[Items from a dataset]
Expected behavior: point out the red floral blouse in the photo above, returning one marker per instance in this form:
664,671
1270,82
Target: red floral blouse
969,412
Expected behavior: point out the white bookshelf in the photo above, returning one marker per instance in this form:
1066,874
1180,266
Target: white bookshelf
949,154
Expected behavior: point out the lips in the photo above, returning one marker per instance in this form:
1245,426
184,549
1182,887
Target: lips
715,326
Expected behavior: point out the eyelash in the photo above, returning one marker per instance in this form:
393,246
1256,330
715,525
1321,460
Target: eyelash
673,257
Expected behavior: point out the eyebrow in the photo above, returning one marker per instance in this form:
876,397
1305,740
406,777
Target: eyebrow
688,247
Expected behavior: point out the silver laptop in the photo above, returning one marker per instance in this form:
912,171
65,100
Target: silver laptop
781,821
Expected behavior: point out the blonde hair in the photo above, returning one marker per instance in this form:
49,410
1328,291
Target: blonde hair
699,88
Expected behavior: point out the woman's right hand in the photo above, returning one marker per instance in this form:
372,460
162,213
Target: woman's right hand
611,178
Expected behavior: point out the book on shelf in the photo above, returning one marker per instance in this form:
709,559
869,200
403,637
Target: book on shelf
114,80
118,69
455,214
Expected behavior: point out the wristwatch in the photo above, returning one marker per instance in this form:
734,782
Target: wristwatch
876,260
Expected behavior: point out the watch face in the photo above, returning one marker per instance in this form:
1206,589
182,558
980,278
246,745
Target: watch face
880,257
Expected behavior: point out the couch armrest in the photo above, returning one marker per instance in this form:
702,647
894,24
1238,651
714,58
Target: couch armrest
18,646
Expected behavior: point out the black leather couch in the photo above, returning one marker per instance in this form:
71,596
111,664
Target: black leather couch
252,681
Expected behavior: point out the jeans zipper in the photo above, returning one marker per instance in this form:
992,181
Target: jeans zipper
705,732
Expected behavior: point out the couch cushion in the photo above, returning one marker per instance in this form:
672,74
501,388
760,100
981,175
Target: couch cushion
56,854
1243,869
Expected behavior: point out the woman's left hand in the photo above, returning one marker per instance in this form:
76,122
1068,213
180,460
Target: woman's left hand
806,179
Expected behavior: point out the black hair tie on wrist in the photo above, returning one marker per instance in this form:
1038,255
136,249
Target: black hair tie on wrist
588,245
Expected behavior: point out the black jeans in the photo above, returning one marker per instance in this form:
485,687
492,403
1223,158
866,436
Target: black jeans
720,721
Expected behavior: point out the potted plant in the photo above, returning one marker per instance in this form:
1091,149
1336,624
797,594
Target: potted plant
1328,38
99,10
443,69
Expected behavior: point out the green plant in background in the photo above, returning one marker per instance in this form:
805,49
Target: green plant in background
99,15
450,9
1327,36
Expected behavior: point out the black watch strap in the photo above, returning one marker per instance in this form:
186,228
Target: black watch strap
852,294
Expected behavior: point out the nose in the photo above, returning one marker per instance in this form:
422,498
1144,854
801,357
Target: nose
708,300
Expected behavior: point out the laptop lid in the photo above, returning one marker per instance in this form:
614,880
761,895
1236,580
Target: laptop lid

__OBJECTIVE__.
Reproduce every line of the listing above without altering a single character.

__ANSWER TO THE EXERCISE__.
Expected behavior: point out the red floral blouse in the photo above, returning one marker per instance in this form:
664,671
1270,82
Target: red floral blouse
969,412
Expected behavior: point out the white bookshelf in the photo above, returning one marker per instance in this form:
1066,874
1180,266
Target: white bookshelf
949,154
Expected behavior: point out the lips in the photo above, returning one marker per instance in this form:
1245,426
184,549
1182,887
Target: lips
715,326
Expected behavior: point out the eyelash in the photo above, returning one marker per instance in this form:
393,246
1256,330
715,525
1321,460
Target: eyelash
673,257
Expected behavior: point out the eyebrow in the photo above, returning one marker per instance in this form:
876,397
1305,740
406,777
Target: eyebrow
688,247
Expected behavior: point out the silver laptop in the photo above, returning one marker per instance in this form:
912,171
65,100
Target: silver laptop
781,821
Expected behavior: point out the blonde hair in the photo above, returning one marker per instance in this form:
49,410
1328,291
Target: blonde hair
699,88
Expected behavior: point out the woman's right hand in the photo above, returning one marker per instance in this form:
372,460
162,213
Target: woman's right hand
611,178
Expected behavior: point out the book on shelf in the photo above, returning one marker per instance in this form:
709,559
869,200
403,637
Target: book on shelf
114,80
118,69
455,214
Expected behavior: point out the wristwatch in the photo above, returning one marker per instance in this form:
734,782
Target: wristwatch
876,260
Expected behavior: point out the watch face in the photo above, returning one marker per instance in this form:
1206,589
182,558
980,278
246,745
Target: watch face
880,257
Expected behavior: point out the couch armrest in the photo above, returning one marker per instance in this form:
702,647
894,24
1238,651
714,58
Target: couch armrest
18,646
Expected behavior: point out the black leather couch in the photo above, returning one marker per instance in this form:
71,596
111,664
Target: black leather couch
252,681
Expected behavior: point out the jeans zipper in the photo above, returning one marker per instance in this form:
992,181
Target: jeans zipper
705,732
Expected behavior: point out the couch cushion in the photo above, returning one marker per instance in this form:
672,74
501,388
760,100
981,175
Target: couch cushion
56,854
1243,869
Expected behavior: point out the woman's left hand in the photo above, returning one marker per instance in this form:
76,122
1068,213
180,460
Target: woman's left hand
806,179
Expected behavior: point out the black hair tie on wrist in the photo above, returning one marker per instance in this form:
1038,255
136,249
Target: black hair tie on wrist
588,245
Expected behavior: point out the black jeans in the photo above, returning one marker per instance in this form:
485,687
492,403
1223,158
866,436
Target: black jeans
720,721
Expected behavior: point out the potted plant in the photo above, returning one marker per instance in this form:
1091,149
1336,624
797,594
Target: potted plant
1328,38
99,10
443,69
Expected behavior: point out the green plant in background in the photo above, returning one marker per instance in this form:
805,49
Target: green plant in background
99,15
450,9
1327,36
Expected behavior: point out the black watch strap in the photo above, returning one marker per instance in this form:
186,228
Target: black watch strap
852,294
Expected behavior: point out the nose in the photo above, returning one marker per instance in this form:
422,498
1144,854
801,357
Target: nose
708,300
Expected behavior: point out the laptop lid in the photo above, returning one marker per instance in this form:
614,880
761,895
1236,580
Target: laptop lid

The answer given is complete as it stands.